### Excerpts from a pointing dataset
▼
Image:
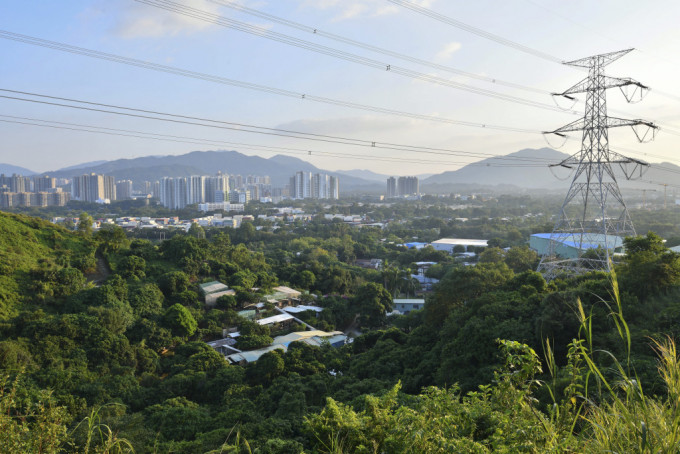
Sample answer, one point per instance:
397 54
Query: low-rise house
283 295
406 305
302 308
213 290
448 244
313 338
277 321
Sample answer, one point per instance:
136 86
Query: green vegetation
103 343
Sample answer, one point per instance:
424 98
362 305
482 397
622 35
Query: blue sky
567 30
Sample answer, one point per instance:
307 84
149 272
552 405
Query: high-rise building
303 185
15 183
44 184
174 192
124 190
334 191
93 188
196 189
217 188
407 186
391 187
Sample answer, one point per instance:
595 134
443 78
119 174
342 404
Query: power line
476 31
241 127
504 41
352 42
292 41
247 85
199 141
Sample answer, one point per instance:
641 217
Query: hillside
28 244
503 171
9 169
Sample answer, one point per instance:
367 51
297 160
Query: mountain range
9 169
522 170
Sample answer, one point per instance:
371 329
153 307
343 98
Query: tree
133 267
85 224
227 302
174 282
268 366
373 302
111 238
180 321
147 300
521 258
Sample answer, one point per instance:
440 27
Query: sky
562 30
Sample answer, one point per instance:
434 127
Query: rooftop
302 308
275 319
213 287
462 242
583 241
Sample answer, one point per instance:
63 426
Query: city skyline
140 31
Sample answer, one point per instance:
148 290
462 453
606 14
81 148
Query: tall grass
608 408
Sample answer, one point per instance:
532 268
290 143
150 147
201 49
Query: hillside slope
28 244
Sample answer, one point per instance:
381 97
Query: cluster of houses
286 302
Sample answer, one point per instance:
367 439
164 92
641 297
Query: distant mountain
151 168
9 169
504 170
82 165
378 177
365 174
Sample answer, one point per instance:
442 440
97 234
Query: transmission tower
593 219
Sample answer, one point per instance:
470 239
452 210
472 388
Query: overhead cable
380 50
54 45
325 50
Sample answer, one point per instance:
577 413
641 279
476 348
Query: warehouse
572 245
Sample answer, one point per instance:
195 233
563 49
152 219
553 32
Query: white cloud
349 125
139 20
448 50
350 9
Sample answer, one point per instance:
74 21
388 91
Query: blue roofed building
572 245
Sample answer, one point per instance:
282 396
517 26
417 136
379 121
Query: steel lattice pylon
593 219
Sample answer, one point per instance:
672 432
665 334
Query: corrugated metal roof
275 319
302 308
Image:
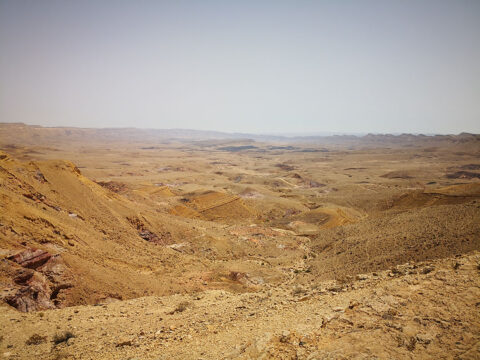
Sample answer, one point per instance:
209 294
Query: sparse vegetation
62 337
36 339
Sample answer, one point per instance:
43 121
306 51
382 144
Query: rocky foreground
427 310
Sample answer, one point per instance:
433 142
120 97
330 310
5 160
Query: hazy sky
251 66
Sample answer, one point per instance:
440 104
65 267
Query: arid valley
137 244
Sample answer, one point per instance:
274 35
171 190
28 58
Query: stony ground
426 310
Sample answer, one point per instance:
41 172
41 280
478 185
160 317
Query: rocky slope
425 310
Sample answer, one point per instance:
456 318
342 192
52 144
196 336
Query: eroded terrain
209 248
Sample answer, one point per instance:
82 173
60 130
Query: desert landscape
177 244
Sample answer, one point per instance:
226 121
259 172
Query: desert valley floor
120 244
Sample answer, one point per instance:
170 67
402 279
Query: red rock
31 258
34 295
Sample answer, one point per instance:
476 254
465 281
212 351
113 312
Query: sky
243 66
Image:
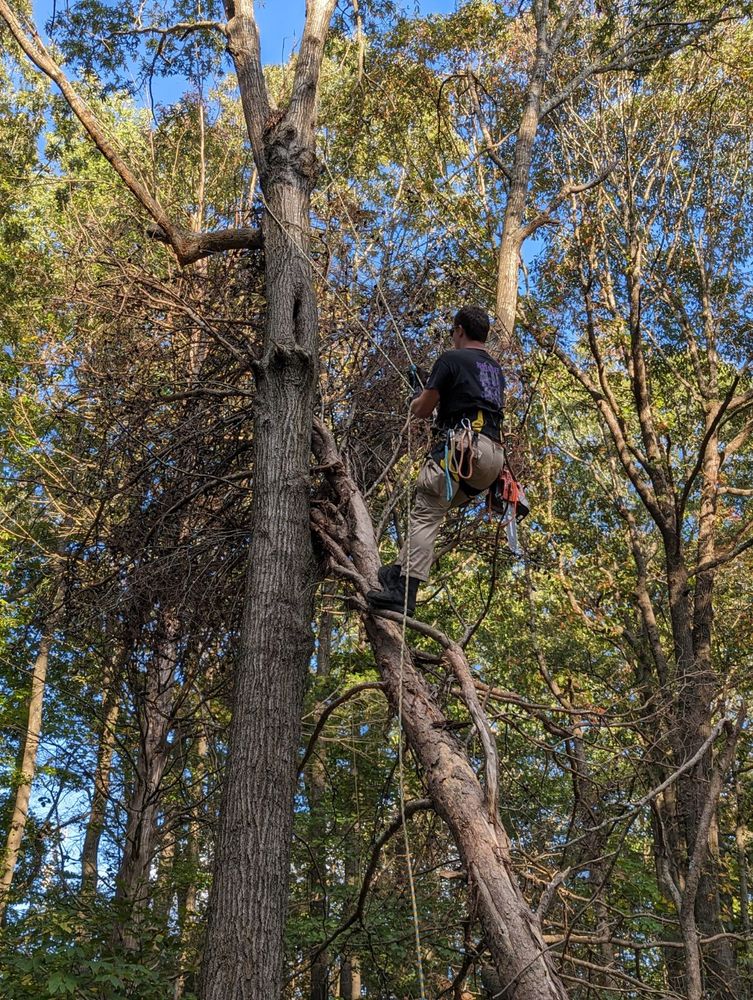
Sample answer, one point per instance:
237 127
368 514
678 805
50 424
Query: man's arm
425 404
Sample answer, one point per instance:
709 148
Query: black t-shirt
470 385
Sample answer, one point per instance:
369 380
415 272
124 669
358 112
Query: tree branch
181 240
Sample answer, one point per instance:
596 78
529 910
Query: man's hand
424 405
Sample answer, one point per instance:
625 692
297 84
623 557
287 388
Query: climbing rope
401 781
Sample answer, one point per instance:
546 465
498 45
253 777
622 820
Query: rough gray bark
155 717
28 762
243 953
95 825
27 771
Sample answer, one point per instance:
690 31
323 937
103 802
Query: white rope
401 783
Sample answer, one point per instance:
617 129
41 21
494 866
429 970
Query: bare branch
196 246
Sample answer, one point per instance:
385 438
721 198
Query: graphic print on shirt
488 376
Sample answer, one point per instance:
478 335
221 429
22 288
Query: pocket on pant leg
431 479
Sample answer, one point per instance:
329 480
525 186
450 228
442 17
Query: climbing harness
459 455
507 498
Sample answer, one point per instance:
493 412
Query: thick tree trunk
26 775
511 930
243 953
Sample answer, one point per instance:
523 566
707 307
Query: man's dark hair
474 321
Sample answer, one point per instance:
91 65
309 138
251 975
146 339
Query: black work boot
392 597
389 574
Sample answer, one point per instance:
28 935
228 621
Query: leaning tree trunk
28 763
155 722
101 792
511 930
26 774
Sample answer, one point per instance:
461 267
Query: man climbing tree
467 385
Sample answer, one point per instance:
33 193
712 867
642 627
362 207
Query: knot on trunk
292 360
289 160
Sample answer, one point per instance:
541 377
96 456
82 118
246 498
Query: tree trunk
90 851
512 932
315 787
155 721
243 955
247 906
26 775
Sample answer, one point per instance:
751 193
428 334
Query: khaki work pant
431 504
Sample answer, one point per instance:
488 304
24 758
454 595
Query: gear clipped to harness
508 498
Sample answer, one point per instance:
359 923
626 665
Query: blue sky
280 22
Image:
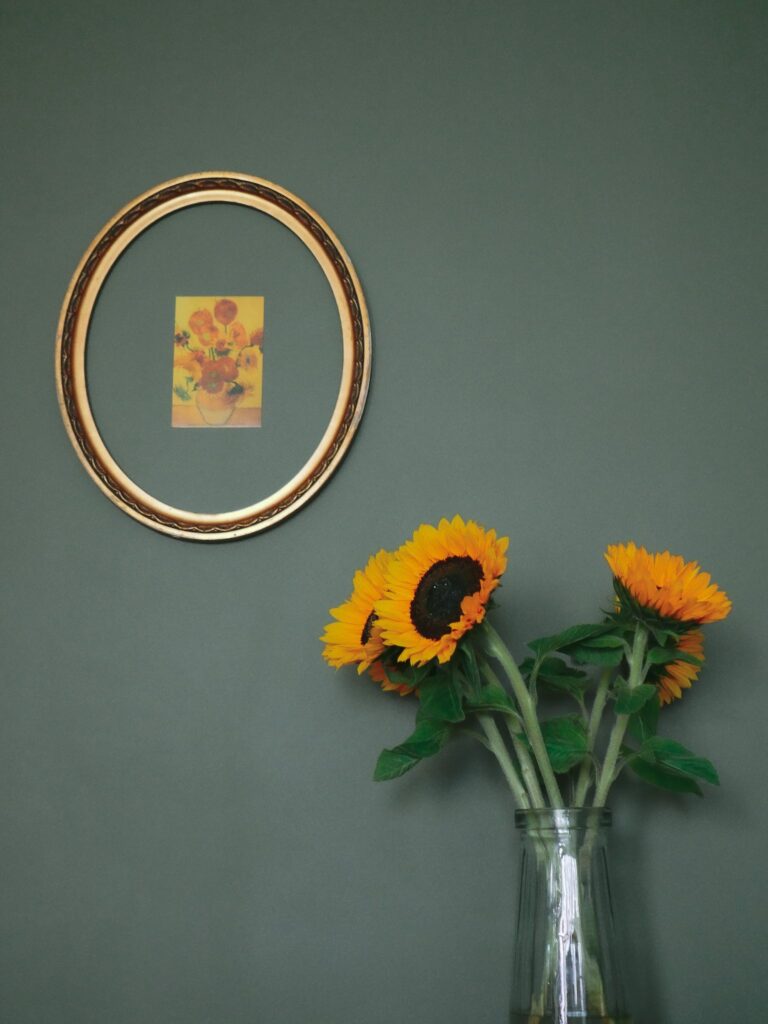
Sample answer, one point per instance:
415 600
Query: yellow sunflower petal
354 637
675 677
437 588
666 584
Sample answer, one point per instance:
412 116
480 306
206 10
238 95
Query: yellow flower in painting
201 321
238 335
354 637
675 677
181 386
210 337
225 310
438 585
188 361
668 585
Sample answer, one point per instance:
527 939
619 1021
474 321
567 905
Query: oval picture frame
72 340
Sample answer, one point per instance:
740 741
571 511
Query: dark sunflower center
368 629
437 601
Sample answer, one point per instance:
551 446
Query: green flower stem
607 773
527 768
498 748
596 715
498 649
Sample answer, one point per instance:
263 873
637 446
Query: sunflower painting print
218 361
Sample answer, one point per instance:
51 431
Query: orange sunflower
354 637
668 585
437 588
673 678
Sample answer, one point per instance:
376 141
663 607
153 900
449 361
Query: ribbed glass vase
566 966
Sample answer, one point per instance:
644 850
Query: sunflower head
437 588
666 586
354 637
673 678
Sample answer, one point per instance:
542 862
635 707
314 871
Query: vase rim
557 818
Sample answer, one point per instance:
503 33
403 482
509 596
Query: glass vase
566 966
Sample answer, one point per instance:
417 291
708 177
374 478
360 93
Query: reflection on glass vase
566 967
216 408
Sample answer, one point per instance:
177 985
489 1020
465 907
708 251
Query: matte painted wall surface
558 212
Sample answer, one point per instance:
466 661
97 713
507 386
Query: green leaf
572 635
427 738
565 739
551 667
631 699
440 699
675 756
392 764
664 777
597 655
607 640
643 723
492 697
559 676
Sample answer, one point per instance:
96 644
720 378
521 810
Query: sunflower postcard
217 360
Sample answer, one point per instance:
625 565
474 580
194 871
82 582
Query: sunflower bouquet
416 622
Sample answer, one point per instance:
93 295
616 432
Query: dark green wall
558 212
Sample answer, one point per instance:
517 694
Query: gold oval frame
132 220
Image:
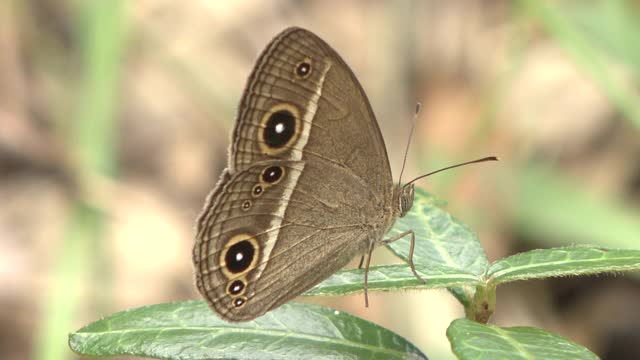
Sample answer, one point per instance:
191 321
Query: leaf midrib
271 333
502 272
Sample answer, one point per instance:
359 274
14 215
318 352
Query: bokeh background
114 123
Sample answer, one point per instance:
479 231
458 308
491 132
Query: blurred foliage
147 90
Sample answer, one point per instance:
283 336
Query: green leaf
393 277
190 330
441 241
473 340
564 261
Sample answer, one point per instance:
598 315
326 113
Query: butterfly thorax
403 199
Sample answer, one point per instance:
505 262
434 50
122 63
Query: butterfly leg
366 275
411 248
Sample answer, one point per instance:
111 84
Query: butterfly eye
272 174
303 69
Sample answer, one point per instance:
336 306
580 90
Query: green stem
483 304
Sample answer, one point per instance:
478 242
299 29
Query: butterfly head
405 200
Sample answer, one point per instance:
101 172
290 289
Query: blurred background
115 119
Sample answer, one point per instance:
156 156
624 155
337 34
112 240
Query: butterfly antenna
406 150
488 158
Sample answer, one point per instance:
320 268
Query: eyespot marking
239 255
272 174
236 287
279 128
239 302
257 190
303 69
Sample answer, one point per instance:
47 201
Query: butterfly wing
307 185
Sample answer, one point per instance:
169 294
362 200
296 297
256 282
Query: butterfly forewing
308 184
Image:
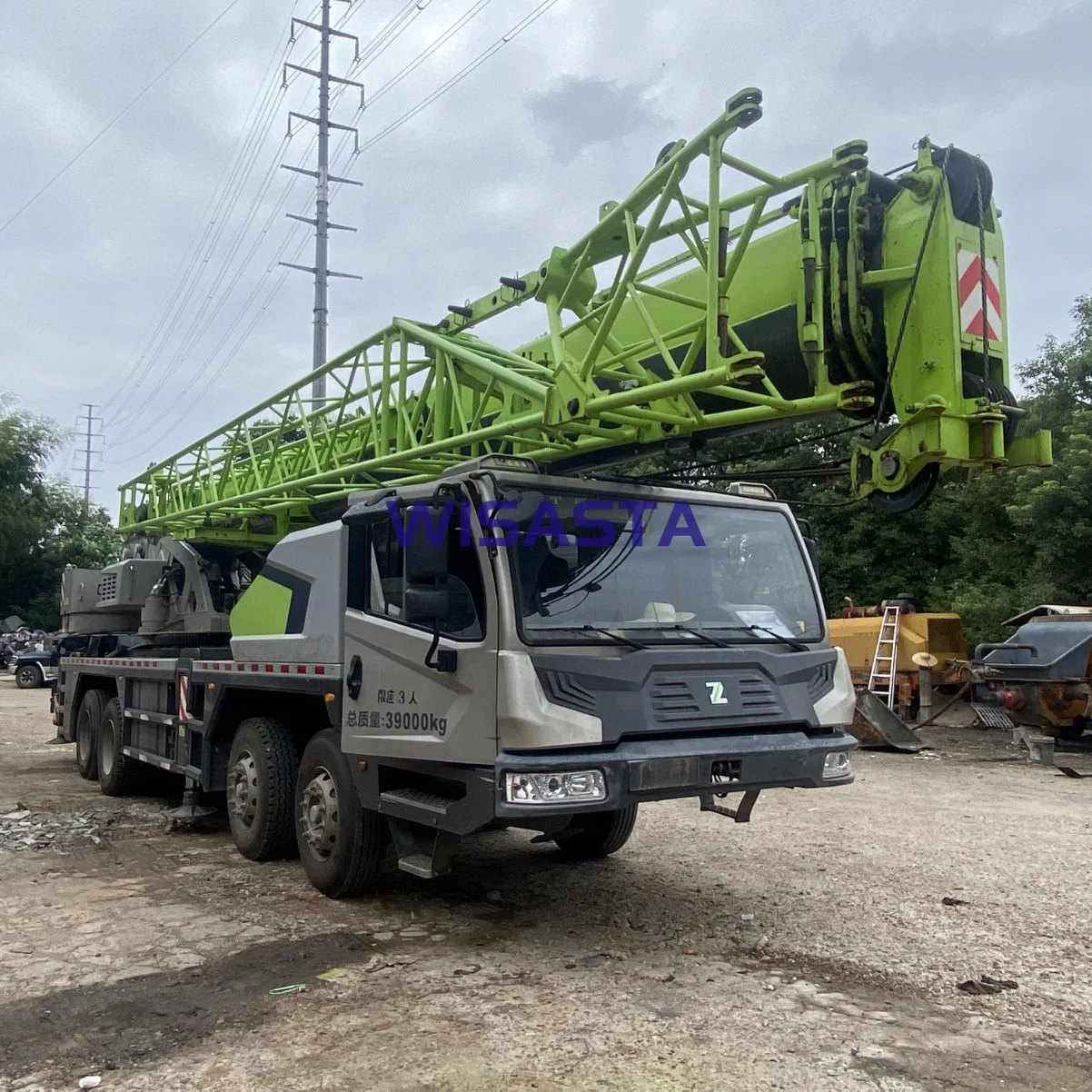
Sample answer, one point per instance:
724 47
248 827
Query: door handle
355 679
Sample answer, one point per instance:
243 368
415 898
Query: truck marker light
836 765
576 787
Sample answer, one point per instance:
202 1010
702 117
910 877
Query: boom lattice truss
621 367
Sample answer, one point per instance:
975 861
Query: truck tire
598 833
30 676
261 789
87 723
117 772
341 844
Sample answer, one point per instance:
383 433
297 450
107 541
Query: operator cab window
385 561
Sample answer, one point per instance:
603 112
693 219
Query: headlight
577 787
836 765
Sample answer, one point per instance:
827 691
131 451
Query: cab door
395 704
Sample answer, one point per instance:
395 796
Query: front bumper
666 769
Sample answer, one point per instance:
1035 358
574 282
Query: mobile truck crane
406 603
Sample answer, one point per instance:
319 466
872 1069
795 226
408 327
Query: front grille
946 634
673 696
747 698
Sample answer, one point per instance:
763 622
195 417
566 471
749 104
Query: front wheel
117 772
28 677
598 833
261 779
87 724
341 844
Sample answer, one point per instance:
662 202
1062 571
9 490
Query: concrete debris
984 984
26 829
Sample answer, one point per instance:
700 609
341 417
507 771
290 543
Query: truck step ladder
881 677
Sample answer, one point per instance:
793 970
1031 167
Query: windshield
655 571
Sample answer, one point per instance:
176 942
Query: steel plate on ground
875 725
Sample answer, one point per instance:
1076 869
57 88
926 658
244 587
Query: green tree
44 523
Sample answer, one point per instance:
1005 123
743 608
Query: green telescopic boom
679 317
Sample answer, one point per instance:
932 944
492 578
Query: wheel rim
243 790
318 814
106 750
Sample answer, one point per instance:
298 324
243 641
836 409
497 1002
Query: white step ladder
881 679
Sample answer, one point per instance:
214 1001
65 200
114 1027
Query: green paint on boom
777 303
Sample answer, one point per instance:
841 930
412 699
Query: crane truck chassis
287 625
594 647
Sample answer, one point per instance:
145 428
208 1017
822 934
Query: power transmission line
476 63
102 133
209 219
85 427
460 75
321 174
194 328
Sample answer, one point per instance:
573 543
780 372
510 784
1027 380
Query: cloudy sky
145 280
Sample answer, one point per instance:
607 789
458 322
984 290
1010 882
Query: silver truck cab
549 652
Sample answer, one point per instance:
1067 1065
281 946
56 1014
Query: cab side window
382 557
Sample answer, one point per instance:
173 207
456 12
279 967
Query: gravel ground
810 949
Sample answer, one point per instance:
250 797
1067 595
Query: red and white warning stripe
184 697
263 669
968 265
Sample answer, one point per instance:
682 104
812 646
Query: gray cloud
581 114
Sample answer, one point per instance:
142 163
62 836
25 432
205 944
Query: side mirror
812 550
422 604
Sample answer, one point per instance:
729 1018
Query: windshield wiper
697 632
612 636
790 641
587 628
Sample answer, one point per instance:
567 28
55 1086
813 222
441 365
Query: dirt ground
810 949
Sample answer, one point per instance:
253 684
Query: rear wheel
596 833
261 781
117 772
30 676
87 723
341 844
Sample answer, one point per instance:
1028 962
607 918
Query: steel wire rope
209 215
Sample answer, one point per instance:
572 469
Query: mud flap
876 726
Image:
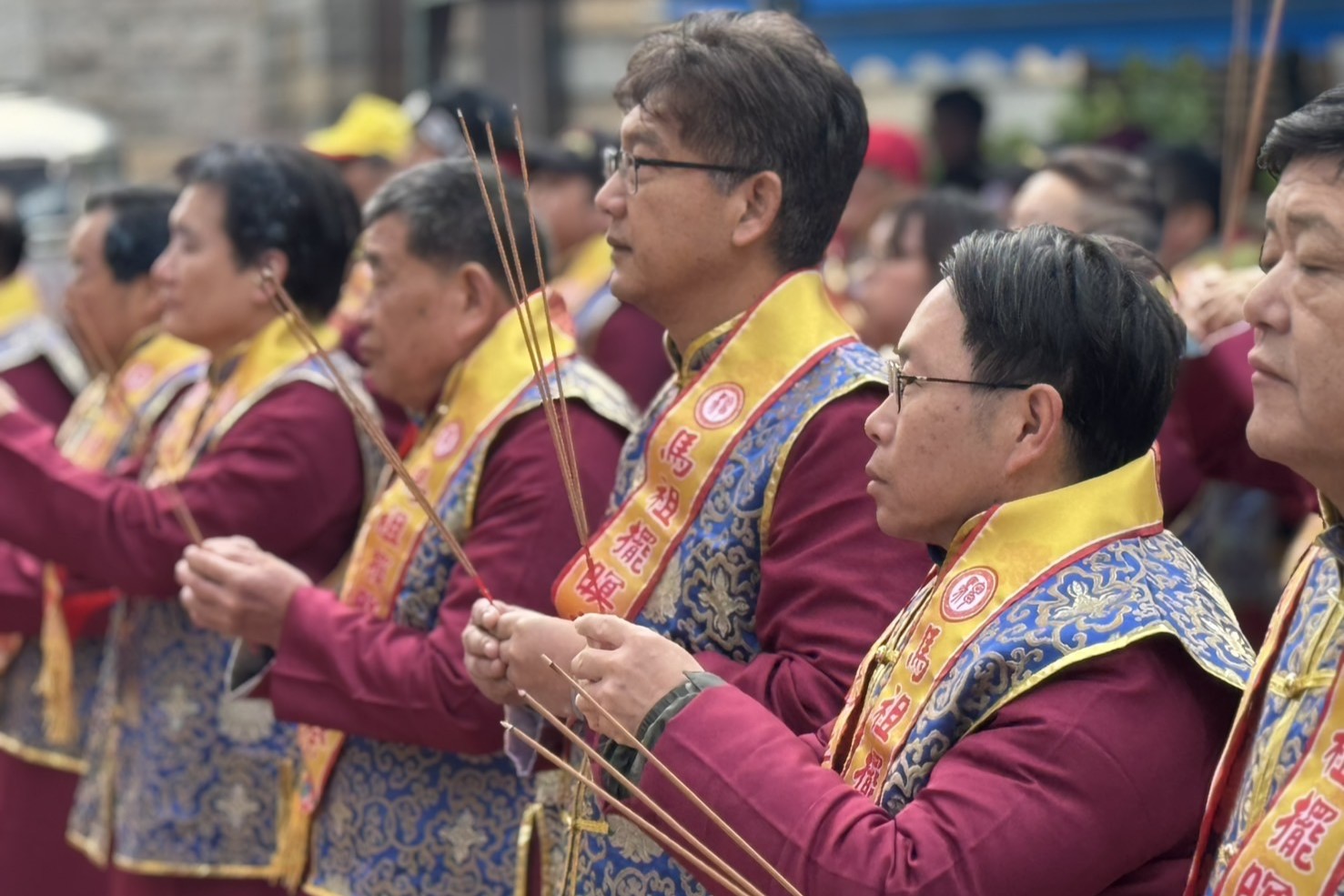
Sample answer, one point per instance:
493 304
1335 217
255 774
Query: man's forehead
1309 197
642 128
935 327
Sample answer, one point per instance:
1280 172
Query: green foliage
1171 104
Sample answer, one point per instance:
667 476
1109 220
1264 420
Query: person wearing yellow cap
367 143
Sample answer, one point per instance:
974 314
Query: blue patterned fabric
180 780
1299 680
1127 590
706 598
398 819
22 727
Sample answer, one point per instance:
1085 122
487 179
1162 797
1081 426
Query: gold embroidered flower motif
1085 602
631 841
179 708
462 836
247 721
237 806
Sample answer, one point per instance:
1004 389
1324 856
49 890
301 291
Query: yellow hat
371 126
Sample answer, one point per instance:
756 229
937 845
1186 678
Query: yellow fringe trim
56 684
292 834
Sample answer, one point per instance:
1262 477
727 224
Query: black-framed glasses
617 161
898 380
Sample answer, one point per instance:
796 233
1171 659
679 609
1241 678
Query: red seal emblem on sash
719 406
448 439
968 594
138 377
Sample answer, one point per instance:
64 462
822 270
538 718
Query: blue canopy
1107 31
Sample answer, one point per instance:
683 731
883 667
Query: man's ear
1040 426
763 194
276 264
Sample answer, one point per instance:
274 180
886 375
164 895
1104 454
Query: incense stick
676 782
1245 166
563 442
371 428
668 842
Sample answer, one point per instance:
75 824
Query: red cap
895 152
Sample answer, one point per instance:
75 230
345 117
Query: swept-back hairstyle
448 223
137 231
763 93
1316 130
1048 305
287 199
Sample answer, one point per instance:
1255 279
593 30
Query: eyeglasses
896 382
616 160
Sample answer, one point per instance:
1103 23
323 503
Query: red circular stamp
968 594
719 406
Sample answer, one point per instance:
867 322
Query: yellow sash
17 301
248 371
997 558
90 438
1298 845
481 395
777 341
586 274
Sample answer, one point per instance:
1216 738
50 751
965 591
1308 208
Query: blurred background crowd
1105 116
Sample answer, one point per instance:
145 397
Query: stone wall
175 74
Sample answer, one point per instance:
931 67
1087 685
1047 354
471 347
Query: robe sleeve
41 389
830 578
1096 777
288 475
340 668
1214 400
20 591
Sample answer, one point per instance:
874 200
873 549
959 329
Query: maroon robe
339 668
1205 433
629 349
41 389
1092 783
288 475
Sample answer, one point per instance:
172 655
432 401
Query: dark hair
960 102
447 219
760 92
287 199
1047 305
14 241
948 214
1186 176
1120 197
137 233
1316 130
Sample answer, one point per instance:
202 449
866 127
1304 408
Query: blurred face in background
1298 313
898 279
210 298
565 206
105 313
1047 197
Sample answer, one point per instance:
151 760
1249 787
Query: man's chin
1267 438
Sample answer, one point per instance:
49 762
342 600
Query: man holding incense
393 726
182 789
47 685
1046 713
738 513
1276 817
▲
### WRITTEN REQUEST
How many lines of the listing contain the string "black"? Reply with the number alone.

### SOLUTION TO THE EXERCISE
3